-- DOCUMENT EXTRACT follows --

After a super hike around Lake Furnas, we relaxed our tired limbs at the Poca da Donna Beija thermal spa. Along the river Ribeira dos Lameiros into which the source Poca da Donna Beija flows, a beautifully integrated into the landscape bathing area with numerous hot pools was created. We spent whole 3 hours in the different hot pool embedded in a tropical garden.
Back in Ponta Delgada it was time to plan our trip to La Palma. So gifts for the team in Marina Tazacorte to buy and pre-cook some food!
For our trip to la Palma we planned about 5 days. The weather forecast showed the first 2 days very calm weather and then increasing NE wind with F7 in the direction of La Palma.
The night watches we planned again in 4 hours rhythm. Already on the first day John had a tuna on the hook and I could freeze 3 nice big portions.
The first day trip to the island of Santa Maria was pretty windless and we motored almost all the way.
Around midnight on my shift there was suddenly a jolt and the engine came to a sudden stop . All of a sudden a lot of thoughts go through your head – did we ram a sleeping whale or is something caught in the propeller? What about the large ships sailing around us – without the engine with no wind we couldn’t move!
John shone the flashlight at the stern and there we saw a huge fishing net trailing out from under the boat. We tried for 2 hours to pull the net out (which was also very difficult to cut through) but it seemed to become longer and longer. Finally we decided that John would try to free the propeller in the morning by diving under the boat with a scuba tank.
The next morning John put on the diving gear, dived in and managed to free the propeller in only 10 minutes. We decided to take the net with us so that animals and other sailors would not get caught in it.

-- DOCUMENT EXTRACT concluded --
-- DATA SHOWN follows --

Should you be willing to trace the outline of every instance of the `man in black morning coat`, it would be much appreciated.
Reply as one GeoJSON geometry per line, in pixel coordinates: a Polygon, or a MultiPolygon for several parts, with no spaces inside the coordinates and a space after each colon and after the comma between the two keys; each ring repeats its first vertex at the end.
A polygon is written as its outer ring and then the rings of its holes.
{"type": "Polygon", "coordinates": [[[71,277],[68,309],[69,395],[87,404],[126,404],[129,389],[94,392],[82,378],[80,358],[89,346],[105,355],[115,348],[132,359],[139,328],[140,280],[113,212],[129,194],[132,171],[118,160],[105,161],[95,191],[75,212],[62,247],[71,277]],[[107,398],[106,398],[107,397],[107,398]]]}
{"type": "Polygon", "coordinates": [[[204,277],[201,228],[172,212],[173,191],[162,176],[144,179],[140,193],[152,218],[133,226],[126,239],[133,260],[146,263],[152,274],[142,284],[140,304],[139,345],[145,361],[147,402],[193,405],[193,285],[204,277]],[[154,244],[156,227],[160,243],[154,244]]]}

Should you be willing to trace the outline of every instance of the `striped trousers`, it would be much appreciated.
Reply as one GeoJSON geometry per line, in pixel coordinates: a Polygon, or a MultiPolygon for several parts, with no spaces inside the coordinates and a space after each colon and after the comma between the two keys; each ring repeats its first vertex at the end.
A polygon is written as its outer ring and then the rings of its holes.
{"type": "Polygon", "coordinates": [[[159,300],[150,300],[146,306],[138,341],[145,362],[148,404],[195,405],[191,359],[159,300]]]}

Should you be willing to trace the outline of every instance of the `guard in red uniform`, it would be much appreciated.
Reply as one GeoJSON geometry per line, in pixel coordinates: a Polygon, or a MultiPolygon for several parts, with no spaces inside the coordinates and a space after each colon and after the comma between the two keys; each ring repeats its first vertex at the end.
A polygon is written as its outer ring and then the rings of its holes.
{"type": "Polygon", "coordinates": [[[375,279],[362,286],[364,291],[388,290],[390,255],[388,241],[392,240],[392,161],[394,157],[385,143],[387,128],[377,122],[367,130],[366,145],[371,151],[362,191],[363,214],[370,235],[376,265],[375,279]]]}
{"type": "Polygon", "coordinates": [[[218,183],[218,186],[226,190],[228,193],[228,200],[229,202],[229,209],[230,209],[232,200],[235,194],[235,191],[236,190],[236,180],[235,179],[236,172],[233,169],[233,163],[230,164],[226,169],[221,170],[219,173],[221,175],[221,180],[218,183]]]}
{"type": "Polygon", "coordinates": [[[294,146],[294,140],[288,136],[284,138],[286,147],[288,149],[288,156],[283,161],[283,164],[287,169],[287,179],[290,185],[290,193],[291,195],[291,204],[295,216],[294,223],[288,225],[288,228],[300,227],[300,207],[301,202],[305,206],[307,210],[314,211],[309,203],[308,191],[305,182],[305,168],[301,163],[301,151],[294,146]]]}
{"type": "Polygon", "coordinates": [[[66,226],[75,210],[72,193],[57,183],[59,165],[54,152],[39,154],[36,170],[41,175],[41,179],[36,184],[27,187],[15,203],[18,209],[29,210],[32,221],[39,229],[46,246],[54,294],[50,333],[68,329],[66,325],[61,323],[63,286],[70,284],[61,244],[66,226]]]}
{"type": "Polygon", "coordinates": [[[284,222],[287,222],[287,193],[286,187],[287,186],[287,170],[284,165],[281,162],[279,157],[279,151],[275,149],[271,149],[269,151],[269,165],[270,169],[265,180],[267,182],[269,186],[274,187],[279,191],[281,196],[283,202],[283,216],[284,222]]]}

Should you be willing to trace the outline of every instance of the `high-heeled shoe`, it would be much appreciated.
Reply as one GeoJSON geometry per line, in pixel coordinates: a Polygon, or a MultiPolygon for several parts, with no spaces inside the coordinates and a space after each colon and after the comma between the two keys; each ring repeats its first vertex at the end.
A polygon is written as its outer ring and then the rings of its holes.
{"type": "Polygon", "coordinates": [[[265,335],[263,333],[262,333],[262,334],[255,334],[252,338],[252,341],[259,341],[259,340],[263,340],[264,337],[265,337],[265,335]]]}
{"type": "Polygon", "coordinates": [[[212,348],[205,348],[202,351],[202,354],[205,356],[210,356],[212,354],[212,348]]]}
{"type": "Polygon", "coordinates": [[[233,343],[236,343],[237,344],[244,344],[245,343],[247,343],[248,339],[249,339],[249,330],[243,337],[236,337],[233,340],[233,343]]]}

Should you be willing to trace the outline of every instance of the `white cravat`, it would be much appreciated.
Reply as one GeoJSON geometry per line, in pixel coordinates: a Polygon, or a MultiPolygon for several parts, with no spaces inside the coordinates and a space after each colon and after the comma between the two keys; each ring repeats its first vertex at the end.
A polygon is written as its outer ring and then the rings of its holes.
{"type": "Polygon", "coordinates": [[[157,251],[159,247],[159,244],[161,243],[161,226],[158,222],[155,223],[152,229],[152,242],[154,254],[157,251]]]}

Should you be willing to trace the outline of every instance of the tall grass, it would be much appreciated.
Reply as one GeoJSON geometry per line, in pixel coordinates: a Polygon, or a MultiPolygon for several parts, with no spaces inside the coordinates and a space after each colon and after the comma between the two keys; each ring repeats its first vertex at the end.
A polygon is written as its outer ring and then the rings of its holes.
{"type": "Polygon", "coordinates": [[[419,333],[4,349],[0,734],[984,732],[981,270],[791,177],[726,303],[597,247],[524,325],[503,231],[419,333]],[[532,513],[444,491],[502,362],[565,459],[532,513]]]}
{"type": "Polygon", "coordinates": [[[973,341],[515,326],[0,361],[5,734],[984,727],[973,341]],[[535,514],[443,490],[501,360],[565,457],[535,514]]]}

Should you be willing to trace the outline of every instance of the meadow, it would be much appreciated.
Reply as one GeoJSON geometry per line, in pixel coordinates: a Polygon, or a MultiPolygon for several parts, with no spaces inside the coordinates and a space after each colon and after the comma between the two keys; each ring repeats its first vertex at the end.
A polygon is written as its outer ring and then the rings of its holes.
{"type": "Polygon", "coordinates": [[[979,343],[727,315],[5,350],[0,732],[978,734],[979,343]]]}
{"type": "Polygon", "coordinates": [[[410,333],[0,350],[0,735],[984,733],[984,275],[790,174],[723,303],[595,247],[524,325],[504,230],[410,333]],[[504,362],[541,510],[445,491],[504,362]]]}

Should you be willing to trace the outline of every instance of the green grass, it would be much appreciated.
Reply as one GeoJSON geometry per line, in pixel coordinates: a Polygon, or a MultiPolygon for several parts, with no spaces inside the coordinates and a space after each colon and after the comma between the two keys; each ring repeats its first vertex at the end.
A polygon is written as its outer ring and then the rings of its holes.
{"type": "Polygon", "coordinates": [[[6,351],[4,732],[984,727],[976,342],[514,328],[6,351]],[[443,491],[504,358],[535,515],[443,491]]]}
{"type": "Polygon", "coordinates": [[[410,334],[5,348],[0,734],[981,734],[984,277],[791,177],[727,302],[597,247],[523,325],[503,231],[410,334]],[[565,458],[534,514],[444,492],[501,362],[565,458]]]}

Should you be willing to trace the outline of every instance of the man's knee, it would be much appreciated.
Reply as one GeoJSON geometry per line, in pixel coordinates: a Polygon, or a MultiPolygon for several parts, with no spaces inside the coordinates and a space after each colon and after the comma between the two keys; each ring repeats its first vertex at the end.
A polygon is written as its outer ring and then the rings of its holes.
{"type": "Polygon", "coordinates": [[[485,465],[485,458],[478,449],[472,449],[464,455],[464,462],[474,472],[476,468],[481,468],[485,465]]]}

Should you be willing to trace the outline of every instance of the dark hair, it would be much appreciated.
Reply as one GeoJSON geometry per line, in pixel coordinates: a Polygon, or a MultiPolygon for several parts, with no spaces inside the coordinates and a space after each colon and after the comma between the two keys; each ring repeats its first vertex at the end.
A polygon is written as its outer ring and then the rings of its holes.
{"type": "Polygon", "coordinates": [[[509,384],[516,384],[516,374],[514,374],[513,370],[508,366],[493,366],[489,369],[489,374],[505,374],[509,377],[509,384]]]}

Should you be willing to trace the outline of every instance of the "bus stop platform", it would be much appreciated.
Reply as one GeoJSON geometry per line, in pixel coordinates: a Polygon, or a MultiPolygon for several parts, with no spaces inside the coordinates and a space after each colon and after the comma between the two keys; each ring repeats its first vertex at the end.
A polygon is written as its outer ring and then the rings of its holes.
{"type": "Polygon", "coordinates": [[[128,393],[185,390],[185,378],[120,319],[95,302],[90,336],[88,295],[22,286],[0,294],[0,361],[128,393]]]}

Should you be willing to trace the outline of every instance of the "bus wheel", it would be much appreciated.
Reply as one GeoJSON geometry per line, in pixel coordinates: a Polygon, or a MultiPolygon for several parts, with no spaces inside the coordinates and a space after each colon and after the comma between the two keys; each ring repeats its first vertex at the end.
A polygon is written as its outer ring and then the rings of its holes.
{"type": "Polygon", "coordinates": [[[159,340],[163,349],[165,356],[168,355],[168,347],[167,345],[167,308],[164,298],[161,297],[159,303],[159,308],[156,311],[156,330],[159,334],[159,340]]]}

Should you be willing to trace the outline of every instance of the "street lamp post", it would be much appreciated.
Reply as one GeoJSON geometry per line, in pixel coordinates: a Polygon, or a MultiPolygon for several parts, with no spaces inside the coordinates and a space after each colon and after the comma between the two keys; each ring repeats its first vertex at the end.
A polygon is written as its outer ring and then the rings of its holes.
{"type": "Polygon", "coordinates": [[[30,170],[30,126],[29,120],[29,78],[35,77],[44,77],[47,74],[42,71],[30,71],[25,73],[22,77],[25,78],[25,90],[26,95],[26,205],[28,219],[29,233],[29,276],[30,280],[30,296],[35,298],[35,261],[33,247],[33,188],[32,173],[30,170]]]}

-- DATA SHOWN concluded --

▶ _TASKS_
1. Answer these questions from the travel account:
(a) How long did the travelers spend in the hot pools at the Poca da Donna Beija thermal spa?
(b) About how many days did they plan for the trip to La Palma?
(c) How long did it take John to free the propeller the next morning?
2. Revise the travel account by copying everything from "Back in Ponta" down to "we couldn’t move!", with "engine" changed to "motor".

▶ _SOLUTION SET_
1.
(a) 3 hours
(b) About 5 days
(c) 10 minutes

2.
Back in Ponta Delgada it was time to plan our trip to La Palma. So gifts for the team in Marina Tazacorte to buy and pre-cook some food!
For our trip to la Palma we planned about 5 days. The weather forecast showed the first 2 days very calm weather and then increasing NE wind with F7 in the direction of La Palma.
The night watches we planned again in 4 hours rhythm. Already on the first day John had a tuna on the hook and I could freeze 3 nice big portions.
The first day trip to the island of Santa Maria was pretty windless and we motored almost all the way.
Around midnight on my shift there was suddenly a jolt and the motor came to a sudden stop . All of a sudden a lot of thoughts go through your head – did we ram a sleeping whale or is something caught in the propeller? What about the large ships sailing around us – without the motor with no wind we couldn’t move!